** PETUNJUK TUGAS 1 **
Ambil setiap baris dari daftar di bawah yang memuat kata "positive".
### TEKS BACAAN ###
Pengertian dan Sejarah Klitih yang Sering Bikin Resah Warga Jogja
Jakarta - Dalam beberapa hari terakhir, warga Yogyakarta (Jogja) kembali diresahkan dengan kasus klitih. Kali ini, klitih merenggut nyawa seorang siswa SMA Muhammadiyah 2 bernama Daffa Adzin Albasith.
Kejadian nahas itu terjadi pada Minggu (3/4/2022) dini hari pukul 02.10 WIB. Saat itu, korban bersama teman-temannya berjumlah tujuh orang berhenti di sebuah warung makan.
Tak lama berselang, di depan warung makan itu melintas dua motor yang ditumpangi lima orang sembari memainkan gas motor. Kelompok korban yang geram lantas berusaha mengejar.
Dalam pengejaran itu korban dibonceng temannya dengan total empat motor. Saat berada di kawasan Jalan Gedongkuning, pelaku yang dikejar tiba-tiba balik arah. Saat sudah dekat, pelaku menyabetkan benda tajam yang diduga gir hingga mengenai bagian wajah korban.
Setelah kejadian itu, pelaku melarikan diri ke arah selatan. Sementara korban yang terluka mendapat pertolongan petugas Direktorat Sabhara Polda DIY yang sedang berpatroli dan dilarikan ke RSPAU Hardjolukito. Nahas, korban meninggal saat di rumah sakit.
Kejadian nahas yang menimpa Daffa ini menambah deretan panjang aksi jalanan yang dikenal dengan nama ‘klitih’. Lantas apa sebenarnya klitih dan bagaimana sejarahnya hingga sering meresahkan warga Jogja?
Pengertian Klitih
Dirangkum dari sejumlah sumber, klitih dipahami sebagai kenakalan remaja yang mengarah pada tindak kriminalitas. Biasanya, klitih ini mengatasnamakan sekelompok remaja atau geng sekolah yang saling serang dengan sasaran pelajar atau masyarakat umum.
Klitih dengan pemahaman seperti itu merupakan hasil pergeseran makna klitih itu sendiri. Pasalnya, merupakan bahasa Jawa yang artinya aslinya mencari kesibukan di waktu luang. Klitih juga merupakan istilah yang merujuk pada Pasar Klitikan Jogja.
Singkatnya, klitih adalah melakukan aktivitas yang tidak jelas yang bersifat santai untuk mengisi waktu luang, sambil mencari barang bekas di Pasar Klitikan. Selain klitih, ada pula kata ‘nglitih’ yang digunakan untuk menggambarkan kegiatan jalan-jalan santai.
Sejarah Klitih
Adapun klitih dengan makna yang mengarah kepada kekerasan sudah dikenal di kalangan pelajar Yogyakarta sejak era tahun 1980-1990-an. Kekerasan para pelajar kala itu melibatkan dua geng legendaris Jogja yang bernama QZRUH dan JOXZIN.
### DAFTAR YANG DISEDIAKAN ###
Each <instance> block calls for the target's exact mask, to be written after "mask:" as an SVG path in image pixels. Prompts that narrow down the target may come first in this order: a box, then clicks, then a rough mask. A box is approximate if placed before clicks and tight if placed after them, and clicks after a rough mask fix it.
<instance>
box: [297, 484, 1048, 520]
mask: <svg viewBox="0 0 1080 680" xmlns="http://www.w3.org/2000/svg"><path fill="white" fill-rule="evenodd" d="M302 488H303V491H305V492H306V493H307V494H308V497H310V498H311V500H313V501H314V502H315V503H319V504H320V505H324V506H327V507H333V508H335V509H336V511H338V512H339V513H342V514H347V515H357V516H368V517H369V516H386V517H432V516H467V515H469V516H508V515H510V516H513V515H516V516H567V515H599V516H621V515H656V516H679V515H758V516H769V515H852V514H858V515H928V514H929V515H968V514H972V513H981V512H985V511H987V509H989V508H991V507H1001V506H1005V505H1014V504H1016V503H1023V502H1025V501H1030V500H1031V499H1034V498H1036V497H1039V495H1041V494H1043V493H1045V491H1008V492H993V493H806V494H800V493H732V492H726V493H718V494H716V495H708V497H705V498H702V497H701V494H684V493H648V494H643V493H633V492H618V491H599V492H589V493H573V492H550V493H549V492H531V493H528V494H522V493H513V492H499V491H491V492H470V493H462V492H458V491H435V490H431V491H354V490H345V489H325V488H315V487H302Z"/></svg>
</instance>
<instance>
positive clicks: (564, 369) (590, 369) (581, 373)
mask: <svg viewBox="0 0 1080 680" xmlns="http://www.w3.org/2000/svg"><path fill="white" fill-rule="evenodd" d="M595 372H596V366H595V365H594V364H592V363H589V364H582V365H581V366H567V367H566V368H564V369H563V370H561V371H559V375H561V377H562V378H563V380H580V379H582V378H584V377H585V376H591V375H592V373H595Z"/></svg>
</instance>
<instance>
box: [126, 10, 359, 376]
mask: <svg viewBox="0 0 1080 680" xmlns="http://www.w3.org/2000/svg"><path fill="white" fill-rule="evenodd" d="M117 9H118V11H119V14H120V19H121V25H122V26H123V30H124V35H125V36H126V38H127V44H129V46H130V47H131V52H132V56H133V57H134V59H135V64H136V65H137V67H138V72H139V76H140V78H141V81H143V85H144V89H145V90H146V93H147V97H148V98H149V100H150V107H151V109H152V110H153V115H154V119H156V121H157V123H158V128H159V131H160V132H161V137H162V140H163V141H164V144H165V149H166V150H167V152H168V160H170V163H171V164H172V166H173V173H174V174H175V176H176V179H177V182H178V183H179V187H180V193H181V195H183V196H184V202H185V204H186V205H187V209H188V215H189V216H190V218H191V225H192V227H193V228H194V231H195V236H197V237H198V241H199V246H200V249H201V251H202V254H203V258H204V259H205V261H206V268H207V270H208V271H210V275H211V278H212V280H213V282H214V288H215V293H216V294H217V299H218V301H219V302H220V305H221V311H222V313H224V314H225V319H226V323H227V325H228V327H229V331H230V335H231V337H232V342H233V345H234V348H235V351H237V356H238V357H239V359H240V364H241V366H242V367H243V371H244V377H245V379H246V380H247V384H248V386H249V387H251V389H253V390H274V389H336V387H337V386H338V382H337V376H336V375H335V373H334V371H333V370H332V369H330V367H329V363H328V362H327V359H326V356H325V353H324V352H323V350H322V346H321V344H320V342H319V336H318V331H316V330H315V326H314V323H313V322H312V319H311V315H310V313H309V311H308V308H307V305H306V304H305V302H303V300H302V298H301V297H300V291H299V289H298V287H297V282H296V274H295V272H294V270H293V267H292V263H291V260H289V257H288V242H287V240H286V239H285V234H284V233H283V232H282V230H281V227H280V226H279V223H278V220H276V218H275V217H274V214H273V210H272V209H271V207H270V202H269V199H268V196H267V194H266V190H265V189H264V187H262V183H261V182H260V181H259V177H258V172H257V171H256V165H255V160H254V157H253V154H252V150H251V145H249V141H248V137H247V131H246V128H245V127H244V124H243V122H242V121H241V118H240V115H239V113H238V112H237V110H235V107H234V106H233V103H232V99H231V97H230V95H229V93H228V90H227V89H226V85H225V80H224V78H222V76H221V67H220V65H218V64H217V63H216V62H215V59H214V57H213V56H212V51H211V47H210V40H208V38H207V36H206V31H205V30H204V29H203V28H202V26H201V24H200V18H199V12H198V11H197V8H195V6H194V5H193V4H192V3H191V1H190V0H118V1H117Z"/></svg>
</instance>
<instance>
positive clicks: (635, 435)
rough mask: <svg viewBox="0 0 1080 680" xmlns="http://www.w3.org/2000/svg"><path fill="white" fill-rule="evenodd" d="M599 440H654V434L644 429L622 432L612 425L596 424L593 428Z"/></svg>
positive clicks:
###
** PETUNJUK TUGAS 2 **
Berdasarkan teks tentang klitih di atas, jelaskan mengapa kelompok korban berusaha mengejar dua motor yang melintas.

** HASIL TUGAS 1 **
positive clicks: (564, 369) (590, 369) (581, 373)
positive clicks: (635, 435)
positive clicks:

** HASIL TUGAS 2 **
Kelompok korban merasa geram karena dua motor yang ditumpangi lima orang melintas di depan warung makan sambil memainkan gas motor. Karena itu mereka berusaha mengejar.